--- Begin ENTRIES SHOWN ---

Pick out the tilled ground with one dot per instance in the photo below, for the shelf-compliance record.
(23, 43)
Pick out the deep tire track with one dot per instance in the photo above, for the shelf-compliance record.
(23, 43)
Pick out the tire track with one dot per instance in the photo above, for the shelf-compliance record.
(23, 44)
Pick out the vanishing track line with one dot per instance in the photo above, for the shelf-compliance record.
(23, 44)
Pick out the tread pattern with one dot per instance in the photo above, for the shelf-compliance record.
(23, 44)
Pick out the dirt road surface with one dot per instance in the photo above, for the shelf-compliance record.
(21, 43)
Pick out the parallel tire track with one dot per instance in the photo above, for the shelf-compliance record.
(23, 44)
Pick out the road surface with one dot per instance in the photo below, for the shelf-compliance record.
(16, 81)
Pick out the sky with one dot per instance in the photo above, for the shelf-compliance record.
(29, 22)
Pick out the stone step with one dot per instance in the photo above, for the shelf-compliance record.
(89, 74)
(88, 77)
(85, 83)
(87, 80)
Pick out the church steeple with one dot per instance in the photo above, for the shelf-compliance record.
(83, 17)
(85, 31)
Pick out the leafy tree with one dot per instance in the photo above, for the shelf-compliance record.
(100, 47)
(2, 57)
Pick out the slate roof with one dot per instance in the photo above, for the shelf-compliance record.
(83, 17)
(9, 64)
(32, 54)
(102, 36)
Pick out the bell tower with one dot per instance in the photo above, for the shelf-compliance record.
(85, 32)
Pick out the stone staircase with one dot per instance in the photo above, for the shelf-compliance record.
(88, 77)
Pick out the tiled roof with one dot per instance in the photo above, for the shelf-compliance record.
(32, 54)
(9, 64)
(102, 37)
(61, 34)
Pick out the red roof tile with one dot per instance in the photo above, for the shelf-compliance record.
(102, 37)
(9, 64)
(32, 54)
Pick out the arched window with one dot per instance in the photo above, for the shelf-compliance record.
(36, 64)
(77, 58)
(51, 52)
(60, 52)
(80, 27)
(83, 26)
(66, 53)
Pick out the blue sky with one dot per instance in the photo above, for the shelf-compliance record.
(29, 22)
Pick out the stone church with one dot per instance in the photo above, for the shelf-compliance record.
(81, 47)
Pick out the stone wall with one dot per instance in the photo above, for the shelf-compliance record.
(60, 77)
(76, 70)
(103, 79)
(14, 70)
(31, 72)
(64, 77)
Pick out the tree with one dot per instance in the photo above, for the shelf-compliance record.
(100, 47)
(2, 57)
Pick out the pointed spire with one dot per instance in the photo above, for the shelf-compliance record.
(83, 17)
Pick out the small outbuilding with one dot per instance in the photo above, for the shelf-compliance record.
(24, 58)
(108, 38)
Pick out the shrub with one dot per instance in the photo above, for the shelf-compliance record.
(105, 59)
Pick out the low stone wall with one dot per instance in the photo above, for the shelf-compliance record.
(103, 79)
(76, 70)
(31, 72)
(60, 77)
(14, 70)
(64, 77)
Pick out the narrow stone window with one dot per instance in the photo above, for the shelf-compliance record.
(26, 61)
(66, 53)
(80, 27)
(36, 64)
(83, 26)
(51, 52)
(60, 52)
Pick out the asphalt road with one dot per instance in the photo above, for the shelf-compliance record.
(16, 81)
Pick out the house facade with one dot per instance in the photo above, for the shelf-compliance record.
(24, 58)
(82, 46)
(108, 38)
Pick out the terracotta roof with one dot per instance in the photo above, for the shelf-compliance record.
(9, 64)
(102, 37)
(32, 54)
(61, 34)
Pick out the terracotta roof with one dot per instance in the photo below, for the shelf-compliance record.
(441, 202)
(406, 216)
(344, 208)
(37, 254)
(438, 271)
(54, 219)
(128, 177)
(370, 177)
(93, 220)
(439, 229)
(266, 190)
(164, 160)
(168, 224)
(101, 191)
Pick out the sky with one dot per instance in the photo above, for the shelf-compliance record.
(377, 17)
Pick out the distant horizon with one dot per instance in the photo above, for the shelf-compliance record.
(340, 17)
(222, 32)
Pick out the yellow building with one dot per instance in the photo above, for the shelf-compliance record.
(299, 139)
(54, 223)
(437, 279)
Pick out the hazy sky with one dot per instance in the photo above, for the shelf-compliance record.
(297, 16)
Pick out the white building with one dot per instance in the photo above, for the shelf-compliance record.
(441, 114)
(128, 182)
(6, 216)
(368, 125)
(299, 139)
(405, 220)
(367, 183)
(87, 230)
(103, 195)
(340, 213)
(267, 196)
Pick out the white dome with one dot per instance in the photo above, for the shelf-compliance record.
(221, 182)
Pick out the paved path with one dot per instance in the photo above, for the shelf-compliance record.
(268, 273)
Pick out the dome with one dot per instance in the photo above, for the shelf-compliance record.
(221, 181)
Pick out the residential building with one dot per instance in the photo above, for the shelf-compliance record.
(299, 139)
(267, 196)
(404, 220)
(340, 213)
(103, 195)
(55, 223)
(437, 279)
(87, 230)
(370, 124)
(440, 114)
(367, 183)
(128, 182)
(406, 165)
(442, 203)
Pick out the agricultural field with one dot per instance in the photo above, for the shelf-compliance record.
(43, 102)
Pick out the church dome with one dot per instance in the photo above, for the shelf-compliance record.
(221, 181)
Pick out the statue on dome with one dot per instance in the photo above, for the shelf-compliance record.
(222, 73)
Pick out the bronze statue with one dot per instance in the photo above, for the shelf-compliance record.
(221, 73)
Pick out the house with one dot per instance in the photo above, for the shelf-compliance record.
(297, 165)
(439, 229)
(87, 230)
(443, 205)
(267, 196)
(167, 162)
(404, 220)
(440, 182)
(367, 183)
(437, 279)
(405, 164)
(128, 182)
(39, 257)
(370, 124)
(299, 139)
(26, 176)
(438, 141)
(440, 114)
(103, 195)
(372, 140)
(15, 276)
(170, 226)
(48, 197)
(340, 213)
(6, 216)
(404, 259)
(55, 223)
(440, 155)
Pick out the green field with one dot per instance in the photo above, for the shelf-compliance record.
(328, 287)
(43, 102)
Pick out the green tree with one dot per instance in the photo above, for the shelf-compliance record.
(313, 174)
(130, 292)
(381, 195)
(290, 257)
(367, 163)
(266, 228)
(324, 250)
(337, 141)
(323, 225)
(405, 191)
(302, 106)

--- End ENTRIES SHOWN ---

Reproduce each entry exactly, leaving out nothing.

## WORKED ANSWER
Pick out the tilled ground with one dot per instance in the photo below, for the shelf-compliance record.
(23, 43)
Pick out the deep tire track with one dot per instance in the photo above, for the shelf-compliance record.
(23, 43)
Pick out the tire track with one dot per instance in the photo above, for the shelf-compliance record.
(23, 44)
Pick out the vanishing track line with one dot per instance in the photo above, for the shelf-compliance record.
(23, 44)
Pick out the tread pattern with one dot per instance in the photo above, for the shelf-compliance record.
(23, 44)
Pick out the dirt road surface with one dot per instance in the photo above, for the shelf-compliance record.
(21, 43)
Pick out the parallel tire track with one dot per instance in the photo above, for the shelf-compliance record.
(23, 44)
Pick out the road surface with one dot per instance in the photo below, for the shelf-compliance record.
(16, 81)
Pick out the sky with one dot per instance in the photo above, for the shelf-compliance record.
(29, 22)
Pick out the stone step with one dot per instance in the photo above, for the shelf-compliance record.
(89, 74)
(88, 77)
(85, 83)
(87, 80)
Pick out the church steeple with one dot per instance in the photo above, for the shelf-compliance record.
(83, 17)
(85, 31)
Pick out the leafy tree with one dot per instance in the photo above, for the shelf-compliance record.
(100, 47)
(2, 57)
Pick out the slate roof with one dot per instance in the photo above, for the shelf-compliance record.
(83, 17)
(9, 64)
(32, 54)
(102, 36)
Pick out the bell tower with one dot per instance in the photo above, for the shelf-compliance record.
(85, 32)
Pick out the stone staircase with one dot per instance in the photo above, for the shelf-compliance record.
(88, 77)
Pick out the tiled roof with one dot per instance in the photo above, for the shelf-compliance record.
(32, 54)
(9, 64)
(102, 37)
(61, 34)
Pick out the red roof tile with one dot per instance in the photo above, for the shelf-compliance record.
(102, 37)
(9, 64)
(32, 54)
Pick out the arched window with one dot per instance in the photo above, for the shelf-compliance record.
(36, 64)
(77, 58)
(51, 52)
(60, 52)
(80, 27)
(83, 26)
(66, 53)
Pick out the blue sky with one dot per instance in the photo above, for the shelf-compliance record.
(29, 22)
Pick out the stone church with one dot per instance in the photo above, for the shelf-compliance record.
(81, 47)
Pick out the stone wall with one dot per instance in the photo above, for the shelf-compliance record.
(60, 77)
(76, 70)
(103, 79)
(14, 70)
(31, 72)
(64, 77)
Pick out the tree with one dot per instance in the photo above, for the shelf-compliance record.
(100, 47)
(2, 57)
Pick out the pointed spire with one dot per instance in the photo above, for the shelf-compliance record.
(83, 17)
Pick out the small outbuilding with one dot per instance in the photo above, for the shelf-compliance record.
(24, 58)
(108, 38)
Pick out the shrub with one dot per instance in the photo above, for the shelf-compliance record.
(105, 59)
Pick out the low stone wall with one dot per instance in the photo above, for the shelf-compliance record.
(103, 79)
(76, 70)
(31, 72)
(60, 77)
(14, 70)
(64, 77)
Pick out the narrow stone window with one dot per instance in the photo above, for the shelf-compliance record.
(26, 61)
(66, 53)
(80, 27)
(36, 64)
(83, 26)
(51, 52)
(60, 52)
Pick out the asphalt road with one dot per instance in the photo above, for the shelf-compliance record.
(16, 81)
Pick out the house facade with one dot per instance in the photo above, for the shelf-compliance record.
(24, 58)
(82, 46)
(108, 38)
Pick out the terracotta roof with one dot per instance in the photo above, for the shelf-compliance record.
(9, 64)
(102, 37)
(32, 54)
(61, 34)
Pick out the terracotta roof with one dot per instance in the photo below, for the shelf-compliance record.
(441, 202)
(406, 216)
(344, 208)
(37, 254)
(438, 271)
(54, 219)
(128, 177)
(370, 177)
(93, 220)
(439, 229)
(266, 190)
(164, 160)
(168, 224)
(101, 191)
Pick out the sky with one dot per instance in the photo above, for the shelf-compliance record.
(377, 17)
Pick out the distant horizon with one dot per instance in the photo above, for the shelf-compliance record.
(340, 17)
(222, 32)
Pick out the yellow building with one dot per instance in the photo above, for the shelf-compliance record.
(299, 139)
(54, 223)
(437, 279)
Pick out the hazy sky with one dot per instance in the photo above, for the shelf-compliance record.
(297, 16)
Pick out the white building with one dot per instance in the photo above, for the shelf-compliance record.
(441, 114)
(128, 182)
(6, 216)
(368, 125)
(299, 139)
(405, 220)
(367, 183)
(87, 230)
(103, 195)
(340, 213)
(267, 196)
Pick out the white dome with one dot per instance in the photo above, for the shelf-compliance record.
(221, 182)
Pick out the paved path with one dot per instance in the photo above, for the shelf-compliance record.
(268, 273)
Pick out the dome with one dot per instance in the photo above, for the shelf-compliance record.
(221, 181)
Pick out the residential building with one dot per instance in the photo above, for the shelf-compliance record.
(299, 139)
(267, 196)
(404, 220)
(340, 213)
(103, 195)
(55, 223)
(437, 279)
(87, 230)
(370, 124)
(440, 114)
(367, 183)
(128, 182)
(406, 165)
(442, 203)
Pick out the agricultural field with one dot per instance in the photo above, for the shelf-compliance record.
(43, 102)
Pick out the church dome with one dot per instance in the photo above, for the shelf-compliance record.
(221, 181)
Pick out the statue on dome with one dot per instance in the photo above, for the shelf-compliance record.
(222, 73)
Pick out the bronze statue with one dot per instance in the photo above, for the shelf-compliance record.
(221, 73)
Pick out the house with one dot per instance in the photo above, for the shelf-compliance record.
(297, 165)
(439, 229)
(87, 230)
(443, 205)
(267, 196)
(167, 162)
(404, 220)
(440, 182)
(367, 183)
(437, 279)
(405, 164)
(128, 182)
(39, 257)
(370, 124)
(299, 139)
(26, 176)
(438, 141)
(440, 114)
(103, 195)
(372, 140)
(15, 276)
(170, 226)
(48, 197)
(340, 213)
(6, 216)
(404, 259)
(55, 223)
(440, 155)
Pick out the green field with one dot per instance in the photo above, for the shelf-compliance record.
(328, 287)
(43, 102)
Pick out the green tree with one dot per instance in the photo above, for the shelf-compliance record.
(313, 174)
(130, 292)
(381, 195)
(290, 257)
(367, 163)
(266, 228)
(324, 250)
(337, 141)
(323, 225)
(405, 191)
(302, 106)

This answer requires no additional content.